──────── QUOTED TEXT ────────

Page 2 of 2 FirstFirst 12
Results 26 to 44 of 44

Thread: Gigs from below!

  1. #26
    Registered User
    Join Date
    Oct 2002
    Location
    North Carolina
    Posts
    198

    Default

    I got conned into doing this gig at a "yatch club" on the NC coast...I was promised good pay, a grand dinner including lobster, a private room for my wife and I with a waterbed and ocean-front view...

    The private room turned out to be sleeping bag on the floor of a 1960's era mobile home in a trailer park. The only view of the ocean was a picture on the wall---the same one that was on the family room wall of "The Jefferson's" TV show...

    Next day we get up to go to this "yatch club"...we drove for miles down parallel with the intra-coastal waterway. Right up to a BP Service Station-Convenient store there on the docks, for boats to come in and fill up with fuel and snacks. This was the "yatch club". Ashby Frank was playing mandolin that day, some of you may know who he is...

    We were all ticked off a little at the guitar player that got us this gig. Things were not happening the way they were explained or previously described. Our "lobster" dinner was grilled hamburgers ...then after about an hour, one real yatch did happen to come chugging up the waterway for a re-fuel...and every woman on it was topless and wearing a thong...

    Suddenly, this gig was not so bad after all...and the look on the then 12-year old Ashby, I'll never forget it...

    We made sure we got booked again for the following year.



    Another time, back in the '70's, we were playing in Jonesboro, Arkansas. I was only 12, and like Ashby in the above story, I was the kid in the band. I happened to be playing b***o. I must have been coming along on it, I was paid AHEAD of time, before I even got it out of the case! The gig was a private party at a residence in a newer housing developement. As we played the first set complete with a primitive sound system (on loan from The Pickin' Post in downtown Jonesboro,) this City Of Jonesboro garbage truck kept lumbering up the road. It went by, LOUDLY, at least twice during our first set. After we took a break, I noticed some kids my age playing Evel Kneivel in the street on their bikes...they had a pretty high and well-made bike ramp and were lining up hotwheels cars in a row to see how many they could jump over. Come to find out, I knew two of the kids from school. One guy, Kevin Jones, happened to have a bag of Black Cat Bottle Rockets with him, a full gross (144)... Here comes that darn garbage truck slowly up the street again. Kevin said "Hey! Let's opening the whole thing (the bottle rockets) and line them up here on the ramp and attack that truck when it comes by!". So, as the truck went slowly around us, we laid out those rockets on the ramp... and as the truck pulled back in front of us, we lit every fuse with two butane lighters...

    ...It was like a scene from "Star Wars", rockets swooshing, firing and exploding, dozens at the time, in the back area of that garbage truck where it mashes the garbage...I'm not sure what the two black guys in the truck thought was happening, but the driver immediately jumped out of the truck and went to running and hollering up the street...the guy in the passenger side tried to control the truck, then he gave up after more explosions, and jumped out of his side and went running, screaming after the driver...

────────

GIVEN REQUEST A:
Return each line of the records that contains the string "dark".
The forum thread and the records are unrelated to each other.

──────── RECORD EXTRACTS ────────

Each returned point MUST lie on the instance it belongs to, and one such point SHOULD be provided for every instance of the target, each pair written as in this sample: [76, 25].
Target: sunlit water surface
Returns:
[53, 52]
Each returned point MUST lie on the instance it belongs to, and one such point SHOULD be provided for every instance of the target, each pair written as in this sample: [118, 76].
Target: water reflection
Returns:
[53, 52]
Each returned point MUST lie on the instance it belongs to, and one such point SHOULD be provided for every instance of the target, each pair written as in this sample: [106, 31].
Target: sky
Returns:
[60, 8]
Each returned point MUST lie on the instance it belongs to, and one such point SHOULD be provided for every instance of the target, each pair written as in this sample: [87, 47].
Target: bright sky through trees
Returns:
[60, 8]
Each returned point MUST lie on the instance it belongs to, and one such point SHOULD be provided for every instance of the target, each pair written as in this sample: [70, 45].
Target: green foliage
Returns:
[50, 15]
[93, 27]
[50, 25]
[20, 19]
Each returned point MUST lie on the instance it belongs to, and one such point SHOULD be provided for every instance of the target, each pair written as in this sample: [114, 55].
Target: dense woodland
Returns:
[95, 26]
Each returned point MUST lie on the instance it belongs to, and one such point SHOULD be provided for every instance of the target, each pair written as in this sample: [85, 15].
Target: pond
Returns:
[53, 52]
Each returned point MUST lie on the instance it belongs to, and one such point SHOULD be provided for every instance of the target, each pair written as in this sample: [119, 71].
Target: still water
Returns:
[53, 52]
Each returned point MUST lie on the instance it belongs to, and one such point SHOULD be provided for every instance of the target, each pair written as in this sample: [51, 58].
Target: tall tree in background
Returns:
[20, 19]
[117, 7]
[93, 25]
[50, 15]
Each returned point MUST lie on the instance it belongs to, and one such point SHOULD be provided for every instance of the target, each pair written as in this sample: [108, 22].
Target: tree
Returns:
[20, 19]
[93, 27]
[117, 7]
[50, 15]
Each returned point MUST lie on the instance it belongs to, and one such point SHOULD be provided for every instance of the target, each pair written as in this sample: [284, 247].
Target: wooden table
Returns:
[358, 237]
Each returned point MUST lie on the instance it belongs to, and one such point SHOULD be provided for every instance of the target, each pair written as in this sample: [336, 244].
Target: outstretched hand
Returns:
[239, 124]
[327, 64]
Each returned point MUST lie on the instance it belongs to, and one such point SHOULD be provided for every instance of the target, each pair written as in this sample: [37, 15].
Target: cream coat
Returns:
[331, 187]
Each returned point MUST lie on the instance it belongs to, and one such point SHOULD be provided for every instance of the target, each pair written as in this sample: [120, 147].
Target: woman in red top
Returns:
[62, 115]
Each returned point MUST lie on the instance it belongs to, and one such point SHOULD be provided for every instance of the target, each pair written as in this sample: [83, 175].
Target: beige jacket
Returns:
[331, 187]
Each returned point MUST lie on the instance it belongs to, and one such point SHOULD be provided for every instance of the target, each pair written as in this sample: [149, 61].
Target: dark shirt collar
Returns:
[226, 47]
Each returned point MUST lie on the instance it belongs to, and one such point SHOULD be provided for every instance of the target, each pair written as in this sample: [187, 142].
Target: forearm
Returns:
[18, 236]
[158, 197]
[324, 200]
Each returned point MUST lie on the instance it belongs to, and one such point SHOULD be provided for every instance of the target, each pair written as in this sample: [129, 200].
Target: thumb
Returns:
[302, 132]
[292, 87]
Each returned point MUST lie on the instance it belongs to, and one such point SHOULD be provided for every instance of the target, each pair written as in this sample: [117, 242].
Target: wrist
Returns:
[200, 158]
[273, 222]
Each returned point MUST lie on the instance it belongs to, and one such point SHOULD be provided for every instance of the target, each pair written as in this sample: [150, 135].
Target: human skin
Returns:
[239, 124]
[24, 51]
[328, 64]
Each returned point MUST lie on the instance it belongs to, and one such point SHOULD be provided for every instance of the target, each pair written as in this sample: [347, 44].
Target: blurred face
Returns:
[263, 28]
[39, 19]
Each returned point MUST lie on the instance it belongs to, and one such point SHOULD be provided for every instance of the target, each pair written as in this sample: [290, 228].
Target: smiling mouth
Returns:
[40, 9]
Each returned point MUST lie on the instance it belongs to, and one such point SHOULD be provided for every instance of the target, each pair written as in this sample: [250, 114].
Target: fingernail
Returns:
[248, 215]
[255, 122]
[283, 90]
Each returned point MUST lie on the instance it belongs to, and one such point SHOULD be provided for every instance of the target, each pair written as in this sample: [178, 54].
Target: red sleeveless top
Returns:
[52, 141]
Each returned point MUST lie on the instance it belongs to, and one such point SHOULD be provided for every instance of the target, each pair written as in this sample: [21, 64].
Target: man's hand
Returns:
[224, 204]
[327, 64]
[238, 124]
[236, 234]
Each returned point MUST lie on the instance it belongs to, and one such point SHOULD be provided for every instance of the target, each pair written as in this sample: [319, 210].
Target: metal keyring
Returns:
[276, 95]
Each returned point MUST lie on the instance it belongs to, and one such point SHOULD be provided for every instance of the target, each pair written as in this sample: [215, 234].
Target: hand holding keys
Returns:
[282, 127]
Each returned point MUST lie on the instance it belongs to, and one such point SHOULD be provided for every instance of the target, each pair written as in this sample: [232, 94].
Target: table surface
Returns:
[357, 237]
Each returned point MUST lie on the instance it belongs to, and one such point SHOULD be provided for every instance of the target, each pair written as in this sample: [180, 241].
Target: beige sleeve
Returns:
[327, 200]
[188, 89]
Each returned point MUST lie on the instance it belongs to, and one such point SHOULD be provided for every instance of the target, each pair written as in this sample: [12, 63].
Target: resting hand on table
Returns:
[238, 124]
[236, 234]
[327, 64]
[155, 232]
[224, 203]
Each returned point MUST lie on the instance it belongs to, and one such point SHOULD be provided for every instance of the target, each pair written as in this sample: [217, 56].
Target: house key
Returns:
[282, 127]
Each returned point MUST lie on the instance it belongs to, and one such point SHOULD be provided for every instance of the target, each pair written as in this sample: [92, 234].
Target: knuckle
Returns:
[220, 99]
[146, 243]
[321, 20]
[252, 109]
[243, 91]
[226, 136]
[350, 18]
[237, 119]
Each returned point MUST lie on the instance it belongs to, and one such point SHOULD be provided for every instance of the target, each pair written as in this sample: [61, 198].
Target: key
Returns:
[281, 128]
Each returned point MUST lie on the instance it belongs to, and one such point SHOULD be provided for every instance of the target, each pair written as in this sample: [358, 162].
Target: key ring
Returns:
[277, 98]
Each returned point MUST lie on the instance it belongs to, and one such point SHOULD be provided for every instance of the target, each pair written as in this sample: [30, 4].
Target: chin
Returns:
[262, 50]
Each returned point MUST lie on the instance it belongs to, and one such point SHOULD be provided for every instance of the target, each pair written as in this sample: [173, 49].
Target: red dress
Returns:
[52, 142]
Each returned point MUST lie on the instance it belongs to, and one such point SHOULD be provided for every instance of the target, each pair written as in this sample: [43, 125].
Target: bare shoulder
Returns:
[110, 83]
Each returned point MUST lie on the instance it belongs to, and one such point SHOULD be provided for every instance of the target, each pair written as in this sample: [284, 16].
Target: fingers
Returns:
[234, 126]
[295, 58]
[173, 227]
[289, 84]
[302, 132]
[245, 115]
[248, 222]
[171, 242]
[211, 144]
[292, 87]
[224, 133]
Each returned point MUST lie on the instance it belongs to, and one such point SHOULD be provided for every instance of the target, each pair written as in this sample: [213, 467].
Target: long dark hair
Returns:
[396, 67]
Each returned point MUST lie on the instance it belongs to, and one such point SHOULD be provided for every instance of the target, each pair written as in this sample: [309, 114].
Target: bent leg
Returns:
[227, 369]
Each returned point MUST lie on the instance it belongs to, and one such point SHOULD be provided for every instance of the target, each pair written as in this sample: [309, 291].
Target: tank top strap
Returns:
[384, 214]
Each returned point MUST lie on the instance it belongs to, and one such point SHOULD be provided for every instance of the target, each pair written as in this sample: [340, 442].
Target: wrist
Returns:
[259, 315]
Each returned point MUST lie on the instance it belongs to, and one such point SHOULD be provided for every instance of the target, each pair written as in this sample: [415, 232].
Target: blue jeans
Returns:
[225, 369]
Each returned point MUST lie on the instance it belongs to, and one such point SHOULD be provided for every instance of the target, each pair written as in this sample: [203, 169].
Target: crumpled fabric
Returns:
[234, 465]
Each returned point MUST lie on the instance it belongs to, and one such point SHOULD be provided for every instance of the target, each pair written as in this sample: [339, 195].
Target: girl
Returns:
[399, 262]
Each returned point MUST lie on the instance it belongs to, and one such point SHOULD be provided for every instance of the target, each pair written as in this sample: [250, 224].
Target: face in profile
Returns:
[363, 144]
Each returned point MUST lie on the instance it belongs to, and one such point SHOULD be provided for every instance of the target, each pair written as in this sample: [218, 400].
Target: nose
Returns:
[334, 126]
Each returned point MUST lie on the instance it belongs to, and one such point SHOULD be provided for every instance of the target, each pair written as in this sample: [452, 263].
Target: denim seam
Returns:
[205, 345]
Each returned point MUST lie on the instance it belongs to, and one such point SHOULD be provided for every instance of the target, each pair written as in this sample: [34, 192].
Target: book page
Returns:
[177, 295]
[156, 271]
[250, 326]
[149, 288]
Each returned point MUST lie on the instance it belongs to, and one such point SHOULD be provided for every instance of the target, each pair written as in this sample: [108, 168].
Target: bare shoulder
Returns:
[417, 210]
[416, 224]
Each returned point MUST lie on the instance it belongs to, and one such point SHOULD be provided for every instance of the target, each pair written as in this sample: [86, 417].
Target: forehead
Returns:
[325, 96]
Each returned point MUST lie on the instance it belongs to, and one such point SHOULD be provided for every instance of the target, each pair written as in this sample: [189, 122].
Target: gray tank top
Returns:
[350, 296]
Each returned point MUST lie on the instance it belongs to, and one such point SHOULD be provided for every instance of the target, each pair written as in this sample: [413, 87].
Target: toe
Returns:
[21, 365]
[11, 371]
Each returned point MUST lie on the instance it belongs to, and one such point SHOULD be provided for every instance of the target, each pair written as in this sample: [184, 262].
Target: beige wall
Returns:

────────

GIVEN REQUEST B:
Extend the forum thread about memorable gigs, beginning after its last sentence about the two men in the garbage truck.

EXPECTED OUTPUT A:
Target: dark shirt collar
Target: long dark hair

EXPECTED OUTPUT B:
    I laughed so hard, my knees buckled and I could not run and I had tears pouring out of my eyes...I cannot remember laughing /so hard/ at anything before or since...

  2. #27
    Martin Stillion mrmando's Avatar
    Join Date
    Sep 2002
    Location
    Seattle
    Posts
    7,981

    Default

    Well, I've had a few gigs where only a couple of people showed up, but nothing else really went wrong. It's just discouraging to perform when there's as many people on stage as in the audience.

    Once I was playing a Christmas concert with the Seattle Mandolin Orchestra at a public library. The fire alarm went off just after we started "Feliz Navidad." We had to stop playing and evacuate along with our instruments.
    Notorious: My Celtic CD--listen & buy!

    The Priest and the Publicans: Gospel bluegrass out of the box.

    Emando.com: More than you wanted to know.

    Donaldson • Rigel • Thormahlen • Andersen • Old Wave • Bacorn • Yanuziello • Fender • National • Gibson • Roberts • Franke • Fuchs • Aceto • Three Hungry Pit Bulls

  3. #28
    The Bloomingtones earthsave's Avatar
    Join Date
    Sep 2002
    Location
    Bloomington, IN
    Posts
    1,514

    Default

    This aint as bad as those above but our band leader, the guy with the truck and in charge of the sound equipment, used to invariably leave some essential piece of it at home when we would play at this bar about 45-60 minutes away.

    One time he forgot the power supply to the tube amp, but we managed to play without it ok, another time he forgot the power cable, but luckily these days those are a dime a dozen and we located one in the back room from a monitor.

    We use a single mic (AT 4033), and the worst time was when we had everything setup but when we went got to the part where we plug the mic in we couldnt find the little wooden box. We ended up flipping the shock mount up vertically and dangling an SM57 type mic in the center of the shock mount. Needless to say, we didnt get heard over the bar noise. Thank goodness for free beer.
    Scot
    Bloomington, IN
    http://www.thebloomingtones.com/ (The Bloomingtones Website)
    The Bloomingtones MySpace Site (The Bloomingtones Website)

  4. #29
    Registered User
    Join Date
    Nov 2003
    Location
    Chicago, IL
    Posts
    22

    Default

    The missing P.A. equipment reminded me of a gig about 10 years back:

    I used to lead the band at the Dry Gulch Dinner Theatre outside of Chicago. It was your touristy western revue; showgirls, unlimited beer; food you ate with your fingers. It was a "country" gig, but we rocked pretty hard.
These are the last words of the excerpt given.